## RECORDS PROVIDED:
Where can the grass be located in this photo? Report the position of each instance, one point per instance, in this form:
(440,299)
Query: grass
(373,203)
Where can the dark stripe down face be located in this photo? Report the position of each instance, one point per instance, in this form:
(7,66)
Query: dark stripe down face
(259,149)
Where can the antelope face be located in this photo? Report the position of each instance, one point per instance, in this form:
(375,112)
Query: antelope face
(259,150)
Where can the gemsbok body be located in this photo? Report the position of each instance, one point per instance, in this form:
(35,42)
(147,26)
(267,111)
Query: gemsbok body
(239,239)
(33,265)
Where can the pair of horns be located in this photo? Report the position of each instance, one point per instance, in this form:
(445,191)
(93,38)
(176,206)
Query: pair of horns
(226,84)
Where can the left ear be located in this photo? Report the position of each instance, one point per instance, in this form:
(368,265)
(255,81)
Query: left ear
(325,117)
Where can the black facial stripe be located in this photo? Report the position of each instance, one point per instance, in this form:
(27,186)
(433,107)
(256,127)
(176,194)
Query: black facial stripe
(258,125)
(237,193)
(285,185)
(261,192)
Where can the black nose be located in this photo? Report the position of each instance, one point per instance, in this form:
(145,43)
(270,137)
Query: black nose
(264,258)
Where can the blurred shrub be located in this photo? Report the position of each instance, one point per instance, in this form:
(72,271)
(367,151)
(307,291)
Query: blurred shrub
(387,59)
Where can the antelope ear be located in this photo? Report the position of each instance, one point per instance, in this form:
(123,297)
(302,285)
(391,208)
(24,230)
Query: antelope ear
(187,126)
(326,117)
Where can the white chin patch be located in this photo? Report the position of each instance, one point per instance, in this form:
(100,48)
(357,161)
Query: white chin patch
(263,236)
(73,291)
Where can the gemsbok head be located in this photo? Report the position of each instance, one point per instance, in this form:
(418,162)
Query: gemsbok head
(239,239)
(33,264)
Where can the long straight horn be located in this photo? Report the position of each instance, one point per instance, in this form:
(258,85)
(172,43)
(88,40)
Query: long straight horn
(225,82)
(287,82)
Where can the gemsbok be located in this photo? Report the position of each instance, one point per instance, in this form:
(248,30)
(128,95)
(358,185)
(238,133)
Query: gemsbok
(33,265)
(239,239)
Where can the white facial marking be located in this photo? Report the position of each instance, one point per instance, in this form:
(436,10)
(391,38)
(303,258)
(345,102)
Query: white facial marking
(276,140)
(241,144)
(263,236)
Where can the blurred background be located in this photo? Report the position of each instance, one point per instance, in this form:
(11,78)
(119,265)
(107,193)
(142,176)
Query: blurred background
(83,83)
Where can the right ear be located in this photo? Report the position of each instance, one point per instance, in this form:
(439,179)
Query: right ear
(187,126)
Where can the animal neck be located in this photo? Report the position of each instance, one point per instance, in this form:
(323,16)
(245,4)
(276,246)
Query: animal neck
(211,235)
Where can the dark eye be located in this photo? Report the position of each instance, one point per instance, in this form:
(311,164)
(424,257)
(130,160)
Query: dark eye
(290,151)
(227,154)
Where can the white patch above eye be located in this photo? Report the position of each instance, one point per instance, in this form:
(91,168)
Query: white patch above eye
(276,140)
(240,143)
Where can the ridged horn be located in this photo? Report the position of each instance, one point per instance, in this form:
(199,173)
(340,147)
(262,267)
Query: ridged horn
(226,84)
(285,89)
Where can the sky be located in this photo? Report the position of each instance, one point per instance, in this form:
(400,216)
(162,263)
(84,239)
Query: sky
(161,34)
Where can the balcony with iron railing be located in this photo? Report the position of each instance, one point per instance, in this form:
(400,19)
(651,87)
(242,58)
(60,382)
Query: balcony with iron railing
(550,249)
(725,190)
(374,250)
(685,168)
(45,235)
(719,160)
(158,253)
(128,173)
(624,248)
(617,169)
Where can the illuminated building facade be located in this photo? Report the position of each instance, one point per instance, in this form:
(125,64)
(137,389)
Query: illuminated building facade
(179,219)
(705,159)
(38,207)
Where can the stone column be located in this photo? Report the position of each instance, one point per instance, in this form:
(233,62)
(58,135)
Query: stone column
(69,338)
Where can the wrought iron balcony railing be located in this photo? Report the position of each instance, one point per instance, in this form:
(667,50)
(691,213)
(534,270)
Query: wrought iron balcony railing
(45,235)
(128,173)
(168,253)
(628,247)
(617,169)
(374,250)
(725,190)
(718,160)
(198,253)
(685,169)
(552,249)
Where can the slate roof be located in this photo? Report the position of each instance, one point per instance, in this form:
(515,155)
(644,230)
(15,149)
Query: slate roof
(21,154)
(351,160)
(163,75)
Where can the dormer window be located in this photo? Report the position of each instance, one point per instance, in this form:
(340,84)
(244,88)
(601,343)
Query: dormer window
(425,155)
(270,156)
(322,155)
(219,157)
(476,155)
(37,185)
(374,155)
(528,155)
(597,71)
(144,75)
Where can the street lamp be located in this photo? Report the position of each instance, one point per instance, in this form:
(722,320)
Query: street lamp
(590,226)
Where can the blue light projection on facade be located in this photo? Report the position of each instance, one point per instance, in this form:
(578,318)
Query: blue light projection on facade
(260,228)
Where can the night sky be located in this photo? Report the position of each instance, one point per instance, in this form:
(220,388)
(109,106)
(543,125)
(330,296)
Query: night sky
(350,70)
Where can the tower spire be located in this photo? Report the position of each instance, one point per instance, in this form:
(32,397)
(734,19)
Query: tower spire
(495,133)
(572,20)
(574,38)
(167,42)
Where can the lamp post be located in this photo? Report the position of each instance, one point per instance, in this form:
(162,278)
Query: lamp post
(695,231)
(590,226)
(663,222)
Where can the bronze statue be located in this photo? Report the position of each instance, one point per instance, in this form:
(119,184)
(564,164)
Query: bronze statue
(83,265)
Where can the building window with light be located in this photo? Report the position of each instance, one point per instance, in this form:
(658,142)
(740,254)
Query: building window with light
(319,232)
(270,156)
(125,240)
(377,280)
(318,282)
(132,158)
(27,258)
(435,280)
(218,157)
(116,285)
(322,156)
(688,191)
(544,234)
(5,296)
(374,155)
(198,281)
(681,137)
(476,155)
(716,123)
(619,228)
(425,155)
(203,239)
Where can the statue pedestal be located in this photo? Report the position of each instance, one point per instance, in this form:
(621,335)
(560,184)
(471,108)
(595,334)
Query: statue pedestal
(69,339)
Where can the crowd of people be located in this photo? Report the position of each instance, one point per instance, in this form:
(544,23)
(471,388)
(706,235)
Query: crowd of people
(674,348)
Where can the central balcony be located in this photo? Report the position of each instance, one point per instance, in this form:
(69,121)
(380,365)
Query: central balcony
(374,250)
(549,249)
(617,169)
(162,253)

## AIM OF THE EXERCISE:
The entries above should be repeated exactly, every one of them.

## WRITTEN ANSWER:
Where can the grass be located in this photo? Report the position of each instance, one point per instance, in this form:
(440,299)
Query: grass
(373,203)
Where can the dark stripe down face be located in this photo? Report the position of each instance, one point per instance, in this form:
(7,66)
Query: dark stripe down face
(259,149)
Where can the antelope face be located in this photo? Report the position of each instance, one point per instance, in this form:
(375,112)
Query: antelope face
(259,150)
Where can the gemsbok body be located in this photo? Report the position of each instance, one point per instance, in this form:
(35,42)
(147,26)
(267,111)
Query: gemsbok body
(239,239)
(33,265)
Where can the pair of horns be located in this photo? Report the position of each instance, one point per instance, in this form:
(445,191)
(93,38)
(176,206)
Query: pair of horns
(226,84)
Where can the left ear be located in this photo? Report the position of each instance, one point per instance, in this form:
(368,265)
(255,81)
Query: left ear
(325,117)
Where can the black facial stripe be located in this photo? Report the position of each instance, one point per instance, in this form:
(27,186)
(433,107)
(256,127)
(176,194)
Query: black facial stripe
(258,125)
(237,193)
(285,185)
(261,192)
Where can the black nose be located in this photo? Report the position of each instance, one point per instance, in this form:
(145,43)
(270,137)
Query: black nose
(264,258)
Where can the blurred shrub be located in this photo? Report the position of each instance, one point per instance, in this form:
(72,271)
(367,151)
(307,291)
Query: blurred shrub
(387,59)
Where can the antelope ear be located in this photo? Report the position of each instance, one point per instance, in this form:
(123,297)
(302,285)
(391,208)
(24,230)
Query: antelope ear
(187,126)
(326,117)
Where can the white chin patch be located in this photo? Report the position of each instance, one point per instance, in this form:
(100,48)
(357,161)
Query: white chin patch
(263,236)
(73,291)
Where can the gemsbok head be located in this photo? Report the position of each instance, one point per instance, in this form:
(418,162)
Query: gemsbok head
(239,239)
(33,264)
Where can the long straight horn be located in this photo? Report the position of each instance, one point per instance, in this form:
(258,85)
(172,43)
(88,40)
Query: long straight horn
(225,82)
(287,82)
Where can the gemsbok be located in this photo? Report the position of each instance, one point per instance, in this form:
(248,30)
(128,95)
(358,185)
(238,133)
Query: gemsbok
(33,265)
(239,239)
Where can the white facial marking be located in this photo? Report the position of each instance, one point per instance, in this form:
(436,10)
(391,38)
(303,258)
(345,102)
Query: white facial marking
(276,140)
(241,144)
(263,236)
Where can the blurred background be located in this photo? Report the position of each instance, one point per instance, in this form:
(11,78)
(119,265)
(107,193)
(142,176)
Query: blurred background
(83,83)
Where can the right ear be located in this photo? Report the position of each instance, one point per instance, in this form:
(439,179)
Query: right ear
(187,126)
Where can the animal neck be located in this photo? Report the position of each instance, one point per instance, in this form:
(323,16)
(245,4)
(276,246)
Query: animal neck
(211,235)
Where can the dark eye be located in this photo? Report the position of each instance, one point per instance, in this form:
(311,164)
(424,257)
(130,160)
Query: dark eye
(290,151)
(227,154)
Where can the white patch above eye be located in this photo? Report the position of each instance, one point per instance, in this form:
(91,168)
Query: white patch above eye
(276,140)
(240,143)
Where can the ridged horn be located in this photo? Report the position of each instance, one point per instance, in this form:
(199,173)
(340,147)
(262,267)
Query: ridged horn
(226,84)
(285,89)
Where can the sky be located in this photo? Report the position of each instance, one point per instance, in this form:
(400,216)
(162,263)
(84,239)
Query: sky
(161,34)
Where can the balcony with iron railing be located in this photo? Report the position of each instance, one point per instance, in this form:
(400,19)
(651,87)
(242,58)
(60,382)
Query: balcony with iron railing
(550,249)
(725,190)
(374,250)
(685,168)
(45,235)
(719,160)
(158,253)
(128,173)
(624,248)
(617,169)
Where can the illuminated building facade be located in this photo? Report the position of each instance, one point per instance, in this form:
(125,64)
(137,389)
Query: illuminated building facade
(179,219)
(705,159)
(38,207)
Where can the stone column be located in this photo? Report the position of each instance, one point per instance, in this form:
(233,62)
(58,135)
Query: stone column
(69,338)
Where can the wrought iron balcony railing be located in this photo? Report the position of each instance, one point per instance, in this form:
(667,50)
(691,213)
(534,270)
Query: wrought iron balcony railing
(45,235)
(128,173)
(168,253)
(628,247)
(617,169)
(374,250)
(725,190)
(718,160)
(198,253)
(685,169)
(552,249)
Where can the slate roof be located in this photo? Report the position of each instance, one point per instance, in this form:
(515,155)
(644,230)
(15,149)
Query: slate roof
(21,154)
(351,160)
(163,75)
Where can the dormer window be located in this photo? Report the position of each instance, one point per instance, in this form:
(340,84)
(244,88)
(601,343)
Query: dormer window
(425,155)
(270,156)
(322,155)
(219,157)
(476,155)
(37,185)
(374,155)
(528,155)
(597,71)
(144,75)
Where can the street lamp be located in this photo? Report the position of each instance, one point per instance, in this form:
(722,320)
Query: street lamp
(590,226)
Where can the blue light projection on facade be located in this photo? Report the position of each instance, one point per instance, in this form:
(578,318)
Query: blue light projection on facade
(260,228)
Where can the night sky be located in this photo? Report the position of each instance, one point per instance, in this form:
(220,388)
(109,106)
(543,125)
(330,296)
Query: night sky
(350,70)
Where can the tower spire be located in this photo? Report the position of each instance, one point per instance, in this form:
(32,397)
(734,19)
Query: tower spire
(495,133)
(572,20)
(574,38)
(167,42)
Where can the lamp post be located in this photo? Report the position of each instance, one point per instance, in this form:
(162,278)
Query: lamp post
(695,231)
(590,226)
(663,222)
Where can the bronze statue be located in this photo? Report the position of each instance, one point per instance, in this form:
(119,184)
(564,164)
Query: bronze statue
(83,265)
Where can the building window with light be located in this photo? Report the position of each instance, one point per instance, in this form:
(658,142)
(740,254)
Query: building window with light
(319,232)
(270,156)
(125,240)
(377,280)
(318,282)
(132,158)
(27,258)
(435,280)
(218,157)
(116,285)
(322,156)
(688,191)
(544,234)
(5,296)
(374,155)
(198,281)
(681,137)
(476,155)
(716,123)
(619,228)
(425,155)
(203,239)
Where can the statue pedestal be located in this photo? Report the position of each instance, one point per instance, in this form:
(621,335)
(560,184)
(471,108)
(595,334)
Query: statue pedestal
(69,339)
Where can the crowd of people be located in this photo? Report the position of each instance, one point per instance, in this form:
(544,23)
(471,388)
(706,235)
Query: crowd of people
(674,348)
Where can the central balcony be located in this photo? Report the position of each instance, one point per instance, in this form:
(69,121)
(380,365)
Query: central balcony
(374,250)
(549,249)
(617,169)
(162,253)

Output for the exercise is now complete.